## Excerpt provided
-*-

This past weekend, so many people showed up at theatres to see Marvel’s newest film, Guardians of the Galaxy, that it became the biggest film to ever open in the month of August. It’s one of those summer blockbusters that actually lives up to the hype; a film that deftly combines action, comedy, and genuine heart, while fiercely defying being pigeonholed into a single genre.
Guardians of the Galaxy follows Peter Quill, a brash, space-faring adventurer and would-be thief who goes by the name of Star-Lord, as he’s chased across the cosmos by some very bad guys. It wouldn’t be wrong to think of him as a successor to Han Solo and Indiana Jones, as he shares many of their same traits, from his way with women to the ample supply of dangerous rivals who seek him out along the way. There’s also his mouth, which he just can’t seem to keep closed, choosing to fling quips at everyone in earshot, even in the most dire of circumstances.
It’s not long after he comes across a particularly powerful relic on a long-abandoned planet that Quill finds himself the subject of a healthy bounty, and he quickly accepts all of the attention that comes with it. Next thing you know, he’s sitting in a prison cell; perhaps he isn’t quite the thief he thinks he is. It’s here that he makes some new friends, in the form of a walking, talking raccoon with a very bad attitude named Rocket, a tree-creature of very few words who calls himself Groot, a muscle-bound maniac named Drax (the Destroyer), and a green-skinned assassin, with an interstellar rep, named Gamora.
Together, this band of misfits will be the eponymous Guardians of the Galaxy, but first they must learn to trust each other, work as a team, and actually earn that title by doing enough good to offset the years of bad they’ve already accrued. As a group, their dynamic is fresh and fun, and it becomes easy to forget the incredible amount of movie magic that had to take place in order to make us believe that a raccoon can talk, and a tree can uproot itself and walk around on two legs.
Visually, Guardians of the Galaxy is a stunning film. The alien worlds are incredibly well conceived, feeling organic and lived-in while also completely new. Beautifully colorful nebulae glimmer and stretch off into the infinite space beyond every window and balcony. It would be an incredible challenge to tell where practical and computer-generated effects begin and end, and the film features many elaborate sets such as spaceship interiors, stormy wastelands, and high-tech control rooms.

-*-

## Problems to work on
**A.** Edit the Guardians of the Galaxy review passage between "It’s not long" and "rep, named Gamora.", inclusive, so that "prison cell" becomes "holding cell".
**B.** According to the Guardians of the Galaxy review, what name does Peter Quill go by?

-*-

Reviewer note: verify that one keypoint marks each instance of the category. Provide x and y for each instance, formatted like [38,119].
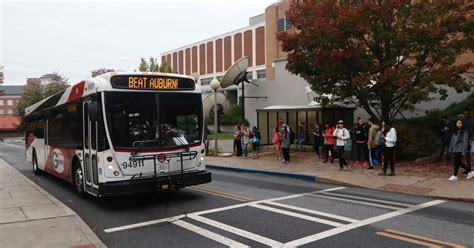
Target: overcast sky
[76,37]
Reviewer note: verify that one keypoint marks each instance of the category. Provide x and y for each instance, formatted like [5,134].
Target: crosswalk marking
[355,201]
[235,230]
[367,199]
[296,215]
[208,234]
[310,211]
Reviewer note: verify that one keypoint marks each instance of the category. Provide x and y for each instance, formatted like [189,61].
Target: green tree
[33,94]
[165,67]
[385,56]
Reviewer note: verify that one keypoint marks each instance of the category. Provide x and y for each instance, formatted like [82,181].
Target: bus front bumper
[154,184]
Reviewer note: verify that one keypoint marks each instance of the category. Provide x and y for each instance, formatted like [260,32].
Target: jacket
[342,136]
[391,138]
[372,133]
[285,139]
[360,133]
[328,135]
[459,142]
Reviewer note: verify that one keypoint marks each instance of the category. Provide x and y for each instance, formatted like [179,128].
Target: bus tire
[37,171]
[78,180]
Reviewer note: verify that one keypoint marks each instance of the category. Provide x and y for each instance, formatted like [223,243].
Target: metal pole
[215,123]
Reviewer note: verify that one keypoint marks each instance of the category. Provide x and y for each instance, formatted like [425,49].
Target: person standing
[458,146]
[238,140]
[360,134]
[329,142]
[276,140]
[245,140]
[446,132]
[373,128]
[255,142]
[318,135]
[390,137]
[342,135]
[285,143]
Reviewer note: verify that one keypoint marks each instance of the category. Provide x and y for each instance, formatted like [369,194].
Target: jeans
[286,154]
[388,157]
[444,144]
[238,147]
[340,152]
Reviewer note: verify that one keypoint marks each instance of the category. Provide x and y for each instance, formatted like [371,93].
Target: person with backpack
[255,142]
[373,128]
[318,139]
[343,136]
[329,142]
[458,147]
[390,137]
[276,140]
[446,132]
[360,133]
[285,143]
[238,140]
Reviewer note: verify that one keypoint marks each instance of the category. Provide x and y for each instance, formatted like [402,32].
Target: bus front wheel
[36,170]
[79,180]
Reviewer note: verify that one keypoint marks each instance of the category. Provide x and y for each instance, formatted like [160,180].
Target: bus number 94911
[133,164]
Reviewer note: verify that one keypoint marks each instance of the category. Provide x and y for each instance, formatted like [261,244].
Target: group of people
[243,136]
[371,141]
[458,140]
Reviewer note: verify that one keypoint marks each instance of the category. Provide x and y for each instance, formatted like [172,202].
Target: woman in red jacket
[329,142]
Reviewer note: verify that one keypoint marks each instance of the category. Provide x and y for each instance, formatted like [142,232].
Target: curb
[300,176]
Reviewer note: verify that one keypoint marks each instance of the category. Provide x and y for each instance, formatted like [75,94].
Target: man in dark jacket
[446,131]
[360,134]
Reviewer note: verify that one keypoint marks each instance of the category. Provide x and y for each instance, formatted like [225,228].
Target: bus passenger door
[90,149]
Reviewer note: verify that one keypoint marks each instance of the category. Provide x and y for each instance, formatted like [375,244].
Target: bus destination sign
[151,82]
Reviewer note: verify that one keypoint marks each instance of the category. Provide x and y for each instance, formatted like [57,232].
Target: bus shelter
[305,115]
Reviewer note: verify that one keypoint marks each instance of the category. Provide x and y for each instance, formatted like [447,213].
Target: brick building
[210,59]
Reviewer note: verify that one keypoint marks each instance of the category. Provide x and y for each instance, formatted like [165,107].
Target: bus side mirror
[93,109]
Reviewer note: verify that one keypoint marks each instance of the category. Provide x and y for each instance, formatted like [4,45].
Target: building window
[284,25]
[206,81]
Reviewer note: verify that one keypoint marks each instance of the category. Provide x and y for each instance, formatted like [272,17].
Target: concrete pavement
[31,217]
[420,180]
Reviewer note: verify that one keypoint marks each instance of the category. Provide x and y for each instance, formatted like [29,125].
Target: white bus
[120,133]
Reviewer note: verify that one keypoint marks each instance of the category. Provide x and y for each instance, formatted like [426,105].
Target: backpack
[292,136]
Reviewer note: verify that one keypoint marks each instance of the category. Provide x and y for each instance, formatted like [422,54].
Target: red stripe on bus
[77,91]
[160,150]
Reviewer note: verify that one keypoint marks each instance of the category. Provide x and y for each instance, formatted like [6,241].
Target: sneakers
[470,175]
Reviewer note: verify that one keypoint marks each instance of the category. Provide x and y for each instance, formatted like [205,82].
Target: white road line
[153,222]
[142,224]
[333,216]
[368,199]
[354,201]
[235,230]
[208,234]
[296,215]
[351,226]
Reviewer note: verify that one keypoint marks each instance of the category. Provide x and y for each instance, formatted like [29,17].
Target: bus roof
[98,84]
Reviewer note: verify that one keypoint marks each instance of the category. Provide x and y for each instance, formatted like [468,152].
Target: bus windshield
[144,120]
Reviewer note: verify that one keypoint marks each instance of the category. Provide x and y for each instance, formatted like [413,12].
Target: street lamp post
[215,85]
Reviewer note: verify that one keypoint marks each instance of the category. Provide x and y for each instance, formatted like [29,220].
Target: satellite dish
[236,73]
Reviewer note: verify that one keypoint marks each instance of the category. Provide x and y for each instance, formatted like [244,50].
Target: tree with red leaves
[383,55]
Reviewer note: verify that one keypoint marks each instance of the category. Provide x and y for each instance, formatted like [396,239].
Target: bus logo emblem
[161,158]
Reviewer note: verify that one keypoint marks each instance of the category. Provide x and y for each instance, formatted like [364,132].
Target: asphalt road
[239,209]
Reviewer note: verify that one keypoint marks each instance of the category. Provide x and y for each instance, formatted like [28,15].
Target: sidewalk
[411,178]
[31,217]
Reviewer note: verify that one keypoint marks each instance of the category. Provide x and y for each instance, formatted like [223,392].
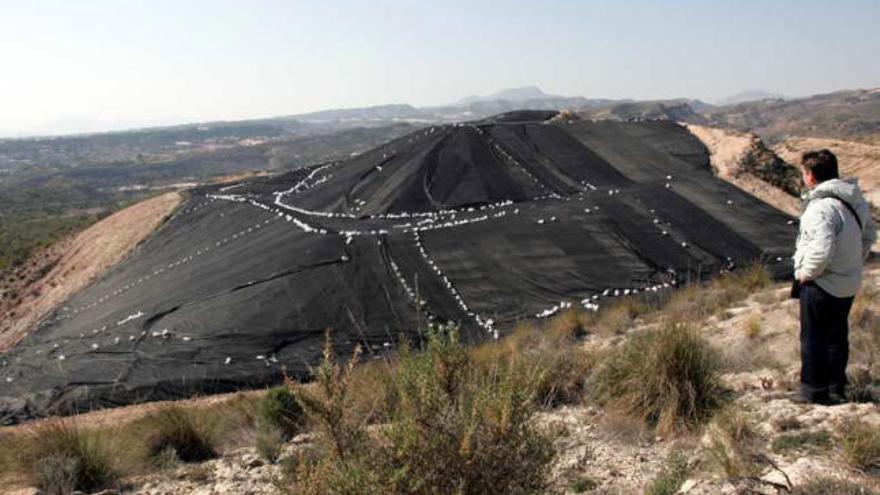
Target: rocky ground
[602,453]
[70,265]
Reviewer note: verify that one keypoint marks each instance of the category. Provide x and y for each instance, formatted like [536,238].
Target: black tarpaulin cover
[482,224]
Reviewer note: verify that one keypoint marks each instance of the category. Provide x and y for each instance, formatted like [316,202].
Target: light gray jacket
[831,249]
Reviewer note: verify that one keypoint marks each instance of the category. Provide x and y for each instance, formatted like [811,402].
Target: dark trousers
[824,342]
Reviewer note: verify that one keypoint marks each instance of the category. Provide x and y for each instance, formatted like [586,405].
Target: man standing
[836,234]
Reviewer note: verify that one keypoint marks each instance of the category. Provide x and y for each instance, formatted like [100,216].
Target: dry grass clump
[185,434]
[733,445]
[456,428]
[620,316]
[667,377]
[753,326]
[59,458]
[861,445]
[696,302]
[865,337]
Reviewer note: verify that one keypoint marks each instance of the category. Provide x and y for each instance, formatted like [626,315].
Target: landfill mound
[483,224]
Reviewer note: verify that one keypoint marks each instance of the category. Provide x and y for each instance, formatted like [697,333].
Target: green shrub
[809,441]
[456,428]
[831,486]
[280,410]
[671,477]
[270,441]
[60,458]
[669,378]
[584,484]
[191,434]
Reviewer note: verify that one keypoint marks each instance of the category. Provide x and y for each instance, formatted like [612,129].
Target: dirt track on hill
[729,150]
[855,159]
[82,259]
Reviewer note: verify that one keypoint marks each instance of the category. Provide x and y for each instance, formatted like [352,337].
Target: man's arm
[819,227]
[869,236]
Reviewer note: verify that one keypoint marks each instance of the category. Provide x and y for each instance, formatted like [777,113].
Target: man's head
[817,167]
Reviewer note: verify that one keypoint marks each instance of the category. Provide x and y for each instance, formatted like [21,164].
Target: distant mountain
[524,93]
[470,108]
[681,109]
[849,115]
[380,112]
[750,95]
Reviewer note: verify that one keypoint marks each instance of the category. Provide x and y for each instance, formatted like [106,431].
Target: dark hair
[822,163]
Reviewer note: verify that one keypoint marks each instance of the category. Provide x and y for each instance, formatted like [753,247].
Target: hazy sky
[86,65]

-*-

## Solutions per task
**A.**
It’s not long after he comes across a particularly powerful relic on a long-abandoned planet that Quill finds himself the subject of a healthy bounty, and he quickly accepts all of the attention that comes with it. Next thing you know, he’s sitting in a holding cell; perhaps he isn’t quite the thief he thinks he is. It’s here that he makes some new friends, in the form of a walking, talking raccoon with a very bad attitude named Rocket, a tree-creature of very few words who calls himself Groot, a muscle-bound maniac named Drax (the Destroyer), and a green-skinned assassin, with an interstellar rep, named Gamora.

**B.** Star-Lord